__TASK REQUIREMENTS__. Every line containing "ring" should be copied out. Go through the entries and find them.

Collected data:
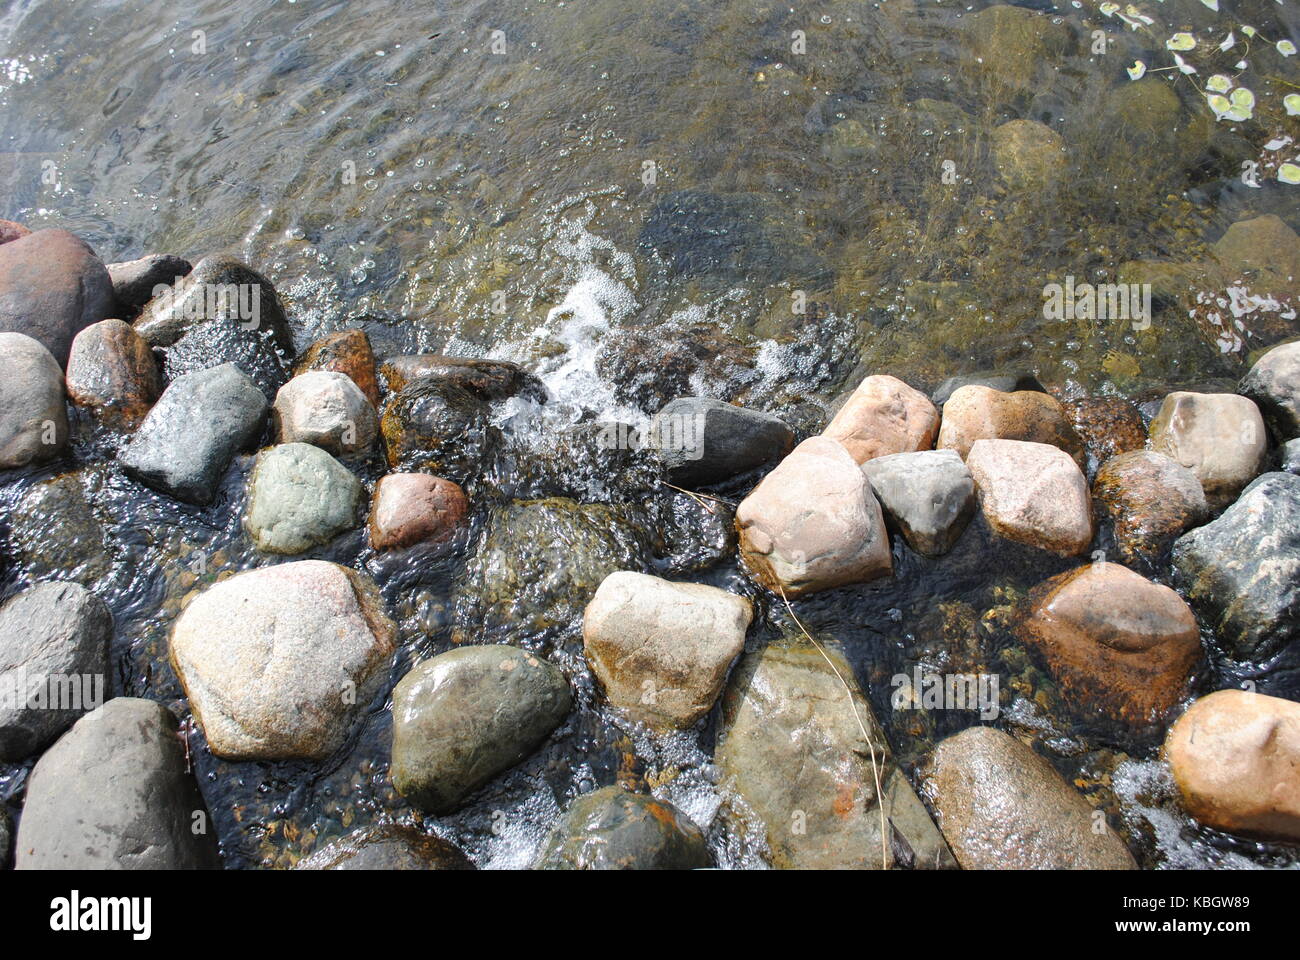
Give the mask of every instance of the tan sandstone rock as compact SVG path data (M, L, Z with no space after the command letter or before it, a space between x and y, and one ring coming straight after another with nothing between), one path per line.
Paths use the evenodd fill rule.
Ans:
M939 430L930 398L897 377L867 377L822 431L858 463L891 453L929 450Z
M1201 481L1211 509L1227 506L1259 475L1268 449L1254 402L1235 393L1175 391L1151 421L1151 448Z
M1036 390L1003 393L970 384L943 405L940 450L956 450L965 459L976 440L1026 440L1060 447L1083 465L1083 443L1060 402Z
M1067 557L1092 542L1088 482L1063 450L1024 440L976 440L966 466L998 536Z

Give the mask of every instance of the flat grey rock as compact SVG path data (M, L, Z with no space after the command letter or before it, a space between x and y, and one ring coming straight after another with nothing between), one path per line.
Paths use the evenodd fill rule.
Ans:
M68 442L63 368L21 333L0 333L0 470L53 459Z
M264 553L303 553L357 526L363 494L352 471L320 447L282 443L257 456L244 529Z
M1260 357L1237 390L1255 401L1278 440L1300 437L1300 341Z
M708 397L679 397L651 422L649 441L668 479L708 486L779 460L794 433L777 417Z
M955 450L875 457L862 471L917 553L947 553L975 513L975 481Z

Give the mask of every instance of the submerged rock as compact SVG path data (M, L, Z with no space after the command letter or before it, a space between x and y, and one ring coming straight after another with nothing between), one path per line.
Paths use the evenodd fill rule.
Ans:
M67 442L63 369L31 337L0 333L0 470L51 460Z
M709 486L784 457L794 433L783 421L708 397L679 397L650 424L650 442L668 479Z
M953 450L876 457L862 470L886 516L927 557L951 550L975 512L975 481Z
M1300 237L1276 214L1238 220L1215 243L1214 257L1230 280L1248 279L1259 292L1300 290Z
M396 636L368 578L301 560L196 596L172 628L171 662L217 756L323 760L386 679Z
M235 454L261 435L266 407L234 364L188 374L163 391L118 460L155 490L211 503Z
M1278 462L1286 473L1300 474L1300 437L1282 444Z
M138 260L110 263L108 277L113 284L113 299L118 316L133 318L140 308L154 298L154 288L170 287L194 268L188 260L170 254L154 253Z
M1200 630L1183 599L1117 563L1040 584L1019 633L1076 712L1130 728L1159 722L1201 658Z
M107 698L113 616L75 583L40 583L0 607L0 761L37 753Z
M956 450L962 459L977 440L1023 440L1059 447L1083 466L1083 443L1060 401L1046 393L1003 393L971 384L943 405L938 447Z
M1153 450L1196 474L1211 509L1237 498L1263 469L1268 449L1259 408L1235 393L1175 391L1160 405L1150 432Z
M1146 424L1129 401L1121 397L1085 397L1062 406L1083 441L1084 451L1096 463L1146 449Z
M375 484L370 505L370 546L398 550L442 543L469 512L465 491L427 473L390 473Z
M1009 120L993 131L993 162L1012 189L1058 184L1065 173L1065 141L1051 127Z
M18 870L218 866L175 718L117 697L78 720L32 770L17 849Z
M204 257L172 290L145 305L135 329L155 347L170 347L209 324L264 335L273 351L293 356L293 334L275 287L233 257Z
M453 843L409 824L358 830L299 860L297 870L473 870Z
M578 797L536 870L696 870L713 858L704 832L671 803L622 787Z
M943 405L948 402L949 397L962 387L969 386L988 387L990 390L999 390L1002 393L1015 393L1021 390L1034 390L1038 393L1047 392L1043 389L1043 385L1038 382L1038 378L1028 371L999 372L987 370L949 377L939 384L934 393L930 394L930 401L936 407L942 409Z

__ANSWER BOX__.
Give the mask of every instance of the tan sandstone rock as compact SVG path data (M, L, Z with no space after the command letter or before it, a space between x and y, and one ring coming straight after another with nothing between), one path per line.
Give the mask of every instance of the flat grey rock as compact SVG path data (M, L, Z with no space after the command letter or before it, a space between x and y, and one ring coming straight after another with nothing between), one path per line.
Give the mask of every instance of the submerged rock as compact SVG path data (M, L, Z with no space after the command letter or before it, a space between x and y, and one ring coming straight after another with nothing between), one path per line.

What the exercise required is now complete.